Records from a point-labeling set

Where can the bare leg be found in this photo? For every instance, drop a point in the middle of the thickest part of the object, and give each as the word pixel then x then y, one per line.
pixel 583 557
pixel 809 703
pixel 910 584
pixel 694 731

*What the task asks:* Reproduce the data above, switching "bare leg" to "uncovered leg" and leaving everything else unchanged.

*Answer:*
Where can the uncovered leg be found in this photo? For every instance, drop a point in the middle of the thickest part of the object, and give each as the word pixel then x then y, one per line.
pixel 583 557
pixel 809 703
pixel 910 584
pixel 694 731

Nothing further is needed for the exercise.